RACISME - Quelle proportion de Français ont des préjugés contre les Noirs? Voient-ils les descendants d’immigrés nés sur le territoire national comme leurs compatriotes? Les forces de l’ordre sont-elles formées pour accompagner une personne discriminée qui porterait plainte? Ces questions, le rapport annuel produit par la CNCDH (la Commission nationale consultative des droits de l’Homme) sur la lutte contre le racisme, l’antisémitisme et la xénophobie y apporte des éléments de réponse.
Remis au gouvernement ce jeudi 8 juillet par l’institution, ce trentième état des lieux a été construit en questionnant, avec l’aide de chercheurs et de spécialistes des discriminations, des centaines de Français, dans le but de formuler ensuite des recommandations aux autorités. Camille Tauveron, coordinatrice du rapport de la CNCDH, revient pour Le HuffPost sur trois aspects particulièrement marquants de l’étude.
Quelles sont les catégories de population au sujet desquelles les Français ont le plus de préjugés?
Camille Tauveron: Pour commencer par un point positif, nous étions assez inquiets de devoir réaliser le sondage en ligne parce que le face-à-face à tendance à rendre plus mesurés certains propos. Et pourtant, les résultats que nous avons obtenus sont plutôt encourageants: on observe un niveau élevé de tolérance ainsi qu’un recul (même très relatif parce que les chiffres restent élevés) du pourcentage de gens qui adhèrent à un certain nombre de préjugés racistes ou discriminatoires.
Pour autant, notre étude au long cours continue de nous donner des tendances qui perdurent. On peut prendre l’exemple des Roms, auxquels les personnes interrogées associent les gens du voyage, qui sont et très nettement la minorité la plus stigmatisée en France. Si notre enquête montre que 79% des Français sont tolérants vis-à-vis des noirs, ils ne sont que 36% à l’être pour les Roms, avec donc cette confusion avec les gens du voyage.

Section des données:
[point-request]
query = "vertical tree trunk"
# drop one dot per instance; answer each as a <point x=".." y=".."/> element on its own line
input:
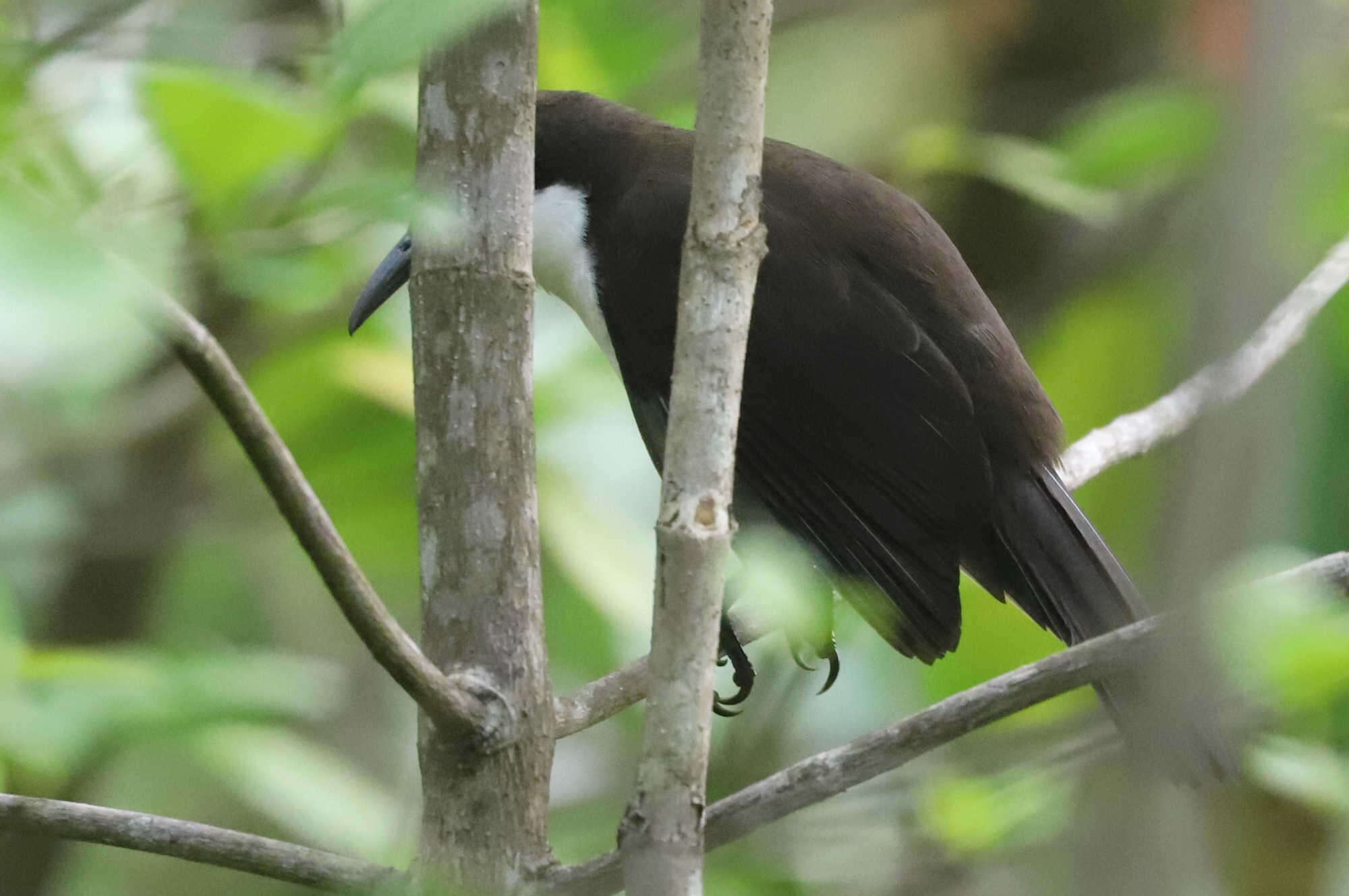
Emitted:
<point x="663" y="830"/>
<point x="485" y="815"/>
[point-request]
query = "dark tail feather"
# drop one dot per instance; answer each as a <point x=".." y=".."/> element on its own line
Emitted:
<point x="1046" y="555"/>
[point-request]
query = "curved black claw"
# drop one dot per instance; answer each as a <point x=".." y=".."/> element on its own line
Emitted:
<point x="798" y="648"/>
<point x="744" y="676"/>
<point x="833" y="656"/>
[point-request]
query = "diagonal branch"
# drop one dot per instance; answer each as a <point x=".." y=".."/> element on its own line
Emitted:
<point x="455" y="702"/>
<point x="797" y="787"/>
<point x="834" y="771"/>
<point x="1127" y="436"/>
<point x="194" y="842"/>
<point x="1219" y="384"/>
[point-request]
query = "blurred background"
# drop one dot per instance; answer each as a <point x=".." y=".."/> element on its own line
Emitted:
<point x="1135" y="183"/>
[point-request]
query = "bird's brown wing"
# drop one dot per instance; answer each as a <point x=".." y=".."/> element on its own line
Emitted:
<point x="856" y="432"/>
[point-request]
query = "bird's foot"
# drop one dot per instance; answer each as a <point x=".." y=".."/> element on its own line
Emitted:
<point x="744" y="675"/>
<point x="829" y="652"/>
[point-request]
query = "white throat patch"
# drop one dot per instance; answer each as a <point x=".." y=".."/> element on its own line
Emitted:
<point x="563" y="264"/>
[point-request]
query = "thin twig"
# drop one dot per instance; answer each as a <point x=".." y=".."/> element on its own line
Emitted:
<point x="662" y="833"/>
<point x="1332" y="570"/>
<point x="621" y="688"/>
<point x="1219" y="384"/>
<point x="455" y="702"/>
<point x="836" y="771"/>
<point x="194" y="842"/>
<point x="1127" y="436"/>
<point x="821" y="776"/>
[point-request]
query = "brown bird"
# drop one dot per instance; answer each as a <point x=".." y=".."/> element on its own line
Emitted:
<point x="888" y="419"/>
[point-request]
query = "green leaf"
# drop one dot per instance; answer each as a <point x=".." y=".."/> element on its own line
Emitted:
<point x="1286" y="637"/>
<point x="1311" y="773"/>
<point x="1035" y="171"/>
<point x="314" y="792"/>
<point x="981" y="814"/>
<point x="72" y="703"/>
<point x="395" y="34"/>
<point x="1139" y="136"/>
<point x="1045" y="176"/>
<point x="226" y="133"/>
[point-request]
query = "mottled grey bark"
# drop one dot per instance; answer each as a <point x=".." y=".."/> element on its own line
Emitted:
<point x="663" y="829"/>
<point x="485" y="815"/>
<point x="191" y="841"/>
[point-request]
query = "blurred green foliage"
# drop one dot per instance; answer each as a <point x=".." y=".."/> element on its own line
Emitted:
<point x="164" y="644"/>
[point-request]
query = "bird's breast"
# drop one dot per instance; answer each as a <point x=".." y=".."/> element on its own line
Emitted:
<point x="565" y="265"/>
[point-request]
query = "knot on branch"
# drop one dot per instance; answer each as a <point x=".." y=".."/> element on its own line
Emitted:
<point x="699" y="516"/>
<point x="494" y="722"/>
<point x="732" y="234"/>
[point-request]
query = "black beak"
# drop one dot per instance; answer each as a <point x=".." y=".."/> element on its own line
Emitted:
<point x="392" y="273"/>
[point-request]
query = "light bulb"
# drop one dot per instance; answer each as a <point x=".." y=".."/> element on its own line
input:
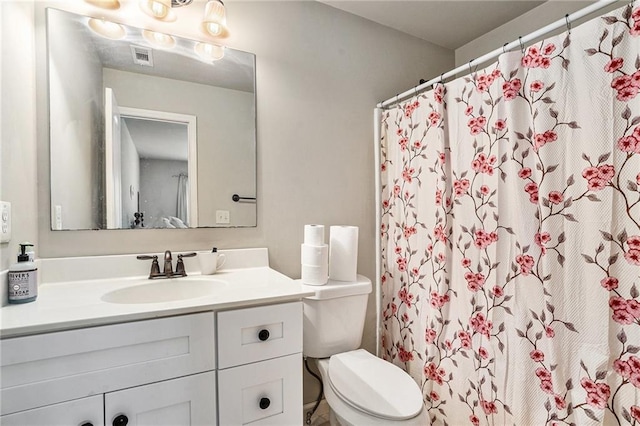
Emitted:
<point x="214" y="29"/>
<point x="158" y="9"/>
<point x="215" y="19"/>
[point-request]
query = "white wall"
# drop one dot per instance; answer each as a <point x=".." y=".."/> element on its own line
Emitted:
<point x="77" y="101"/>
<point x="18" y="130"/>
<point x="533" y="20"/>
<point x="225" y="134"/>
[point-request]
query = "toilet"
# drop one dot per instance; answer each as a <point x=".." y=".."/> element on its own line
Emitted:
<point x="360" y="388"/>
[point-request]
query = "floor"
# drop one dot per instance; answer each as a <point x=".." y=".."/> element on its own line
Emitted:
<point x="321" y="416"/>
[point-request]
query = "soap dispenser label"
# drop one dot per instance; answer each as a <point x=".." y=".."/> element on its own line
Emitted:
<point x="23" y="284"/>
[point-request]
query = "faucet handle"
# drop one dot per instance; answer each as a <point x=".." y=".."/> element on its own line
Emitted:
<point x="180" y="270"/>
<point x="155" y="267"/>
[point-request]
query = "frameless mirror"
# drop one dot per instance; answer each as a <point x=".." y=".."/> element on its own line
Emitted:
<point x="148" y="130"/>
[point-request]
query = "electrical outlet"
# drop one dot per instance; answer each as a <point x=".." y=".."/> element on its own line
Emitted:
<point x="5" y="222"/>
<point x="222" y="216"/>
<point x="57" y="218"/>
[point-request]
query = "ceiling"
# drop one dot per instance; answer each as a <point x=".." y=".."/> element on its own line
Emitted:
<point x="433" y="20"/>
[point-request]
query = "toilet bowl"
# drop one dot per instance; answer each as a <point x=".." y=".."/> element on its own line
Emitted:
<point x="360" y="388"/>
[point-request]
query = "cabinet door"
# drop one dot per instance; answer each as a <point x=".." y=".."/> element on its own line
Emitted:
<point x="81" y="412"/>
<point x="45" y="369"/>
<point x="184" y="401"/>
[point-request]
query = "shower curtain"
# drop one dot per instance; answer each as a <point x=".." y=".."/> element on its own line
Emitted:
<point x="510" y="234"/>
<point x="183" y="198"/>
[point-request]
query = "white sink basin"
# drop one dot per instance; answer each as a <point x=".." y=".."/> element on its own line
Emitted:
<point x="164" y="290"/>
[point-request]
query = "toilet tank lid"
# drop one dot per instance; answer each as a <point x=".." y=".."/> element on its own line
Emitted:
<point x="333" y="289"/>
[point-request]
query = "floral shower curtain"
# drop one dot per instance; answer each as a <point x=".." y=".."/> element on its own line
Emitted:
<point x="511" y="234"/>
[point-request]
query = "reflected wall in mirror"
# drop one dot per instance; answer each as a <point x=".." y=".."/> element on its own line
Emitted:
<point x="147" y="137"/>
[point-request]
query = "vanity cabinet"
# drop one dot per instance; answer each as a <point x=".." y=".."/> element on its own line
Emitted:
<point x="260" y="365"/>
<point x="157" y="372"/>
<point x="81" y="412"/>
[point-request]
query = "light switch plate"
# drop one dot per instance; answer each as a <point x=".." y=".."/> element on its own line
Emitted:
<point x="222" y="216"/>
<point x="5" y="222"/>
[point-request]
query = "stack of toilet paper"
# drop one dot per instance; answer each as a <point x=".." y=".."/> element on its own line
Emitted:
<point x="338" y="261"/>
<point x="314" y="256"/>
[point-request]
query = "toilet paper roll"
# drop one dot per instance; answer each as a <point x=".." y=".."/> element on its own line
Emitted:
<point x="314" y="255"/>
<point x="343" y="253"/>
<point x="314" y="275"/>
<point x="314" y="235"/>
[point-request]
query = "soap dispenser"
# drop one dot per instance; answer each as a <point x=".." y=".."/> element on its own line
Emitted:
<point x="23" y="278"/>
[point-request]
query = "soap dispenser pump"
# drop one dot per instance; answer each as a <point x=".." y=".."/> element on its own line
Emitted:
<point x="23" y="278"/>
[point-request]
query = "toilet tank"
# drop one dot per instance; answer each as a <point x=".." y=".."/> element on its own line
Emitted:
<point x="334" y="317"/>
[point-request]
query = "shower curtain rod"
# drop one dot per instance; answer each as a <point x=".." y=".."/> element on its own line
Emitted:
<point x="521" y="41"/>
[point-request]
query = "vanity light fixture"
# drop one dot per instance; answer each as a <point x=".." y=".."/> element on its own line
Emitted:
<point x="209" y="52"/>
<point x="215" y="19"/>
<point x="106" y="28"/>
<point x="214" y="22"/>
<point x="157" y="9"/>
<point x="160" y="40"/>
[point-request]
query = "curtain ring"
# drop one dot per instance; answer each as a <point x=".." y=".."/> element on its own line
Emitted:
<point x="521" y="45"/>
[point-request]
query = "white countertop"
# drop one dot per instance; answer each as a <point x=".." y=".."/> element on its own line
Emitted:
<point x="75" y="304"/>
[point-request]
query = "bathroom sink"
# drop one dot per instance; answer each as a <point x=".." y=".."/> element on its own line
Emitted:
<point x="166" y="290"/>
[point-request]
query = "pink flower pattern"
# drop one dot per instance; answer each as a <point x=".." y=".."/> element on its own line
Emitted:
<point x="511" y="235"/>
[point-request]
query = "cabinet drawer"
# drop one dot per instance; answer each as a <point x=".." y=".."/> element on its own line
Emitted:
<point x="46" y="369"/>
<point x="262" y="393"/>
<point x="71" y="413"/>
<point x="254" y="334"/>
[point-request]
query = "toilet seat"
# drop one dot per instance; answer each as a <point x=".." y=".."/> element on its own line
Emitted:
<point x="374" y="386"/>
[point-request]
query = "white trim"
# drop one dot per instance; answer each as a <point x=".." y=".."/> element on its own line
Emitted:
<point x="499" y="51"/>
<point x="377" y="118"/>
<point x="192" y="168"/>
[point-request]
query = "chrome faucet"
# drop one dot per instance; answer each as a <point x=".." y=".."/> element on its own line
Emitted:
<point x="168" y="265"/>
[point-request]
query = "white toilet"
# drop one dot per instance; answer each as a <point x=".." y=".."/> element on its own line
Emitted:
<point x="361" y="389"/>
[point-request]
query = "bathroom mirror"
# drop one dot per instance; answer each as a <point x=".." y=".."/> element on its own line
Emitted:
<point x="147" y="130"/>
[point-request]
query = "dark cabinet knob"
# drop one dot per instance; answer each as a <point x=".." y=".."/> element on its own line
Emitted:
<point x="264" y="403"/>
<point x="263" y="335"/>
<point x="120" y="420"/>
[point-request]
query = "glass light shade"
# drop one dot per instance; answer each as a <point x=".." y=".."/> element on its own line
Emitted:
<point x="209" y="52"/>
<point x="163" y="41"/>
<point x="215" y="19"/>
<point x="105" y="4"/>
<point x="106" y="29"/>
<point x="158" y="9"/>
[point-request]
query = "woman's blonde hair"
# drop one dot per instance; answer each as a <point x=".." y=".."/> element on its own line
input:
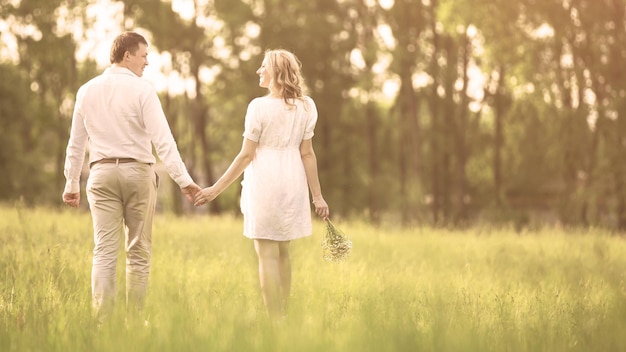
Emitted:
<point x="286" y="76"/>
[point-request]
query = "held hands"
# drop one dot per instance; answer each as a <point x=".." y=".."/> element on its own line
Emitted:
<point x="321" y="208"/>
<point x="205" y="195"/>
<point x="190" y="191"/>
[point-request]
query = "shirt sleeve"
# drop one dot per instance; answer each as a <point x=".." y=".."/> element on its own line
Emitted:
<point x="76" y="146"/>
<point x="252" y="122"/>
<point x="163" y="140"/>
<point x="312" y="118"/>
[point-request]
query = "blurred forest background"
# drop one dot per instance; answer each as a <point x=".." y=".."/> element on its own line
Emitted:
<point x="442" y="112"/>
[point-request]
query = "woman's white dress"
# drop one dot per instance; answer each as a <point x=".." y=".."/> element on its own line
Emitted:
<point x="275" y="195"/>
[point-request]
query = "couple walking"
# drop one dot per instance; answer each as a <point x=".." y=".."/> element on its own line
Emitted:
<point x="119" y="116"/>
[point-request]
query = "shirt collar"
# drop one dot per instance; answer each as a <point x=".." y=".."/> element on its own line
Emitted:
<point x="119" y="70"/>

Consigne: Reproduisez mot pour mot l'intégralité de l'extrait sur le rapport de la CNCDH consacré au racisme.

Réponse intégrale:
RACISME - Quelle proportion de Français ont des préjugés contre les Noirs? Voient-ils les descendants d’immigrés nés sur le territoire national comme leurs compatriotes? Les forces de l’ordre sont-elles formées pour accompagner une personne discriminée qui porterait plainte? Ces questions, le rapport annuel produit par la CNCDH (la Commission nationale consultative des droits de l’Homme) sur la lutte contre le racisme, l’antisémitisme et la xénophobie y apporte des éléments de réponse.
Remis au gouvernement ce jeudi 8 juillet par l’institution, ce trentième état des lieux a été construit en questionnant, avec l’aide de chercheurs et de spécialistes des discriminations, des centaines de Français, dans le but de formuler ensuite des recommandations aux autorités. Camille Tauveron, coordinatrice du rapport de la CNCDH, revient pour Le HuffPost sur trois aspects particulièrement marquants de l’étude.
Quelles sont les catégories de population au sujet desquelles les Français ont le plus de préjugés?
Camille Tauveron: Pour commencer par un point positif, nous étions assez inquiets de devoir réaliser le sondage en ligne parce que le face-à-face à tendance à rendre plus mesurés certains propos. Et pourtant, les résultats que nous avons obtenus sont plutôt encourageants: on observe un niveau élevé de tolérance ainsi qu’un recul (même très relatif parce que les chiffres restent élevés) du pourcentage de gens qui adhèrent à un certain nombre de préjugés racistes ou discriminatoires.
Pour autant, notre étude au long cours continue de nous donner des tendances qui perdurent. On peut prendre l’exemple des Roms, auxquels les personnes interrogées associent les gens du voyage, qui sont et très nettement la minorité la plus stigmatisée en France. Si notre enquête montre que 79% des Français sont tolérants vis-à-vis des noirs, ils ne sont que 36% à l’être pour les Roms, avec donc cette confusion avec les gens du voyage.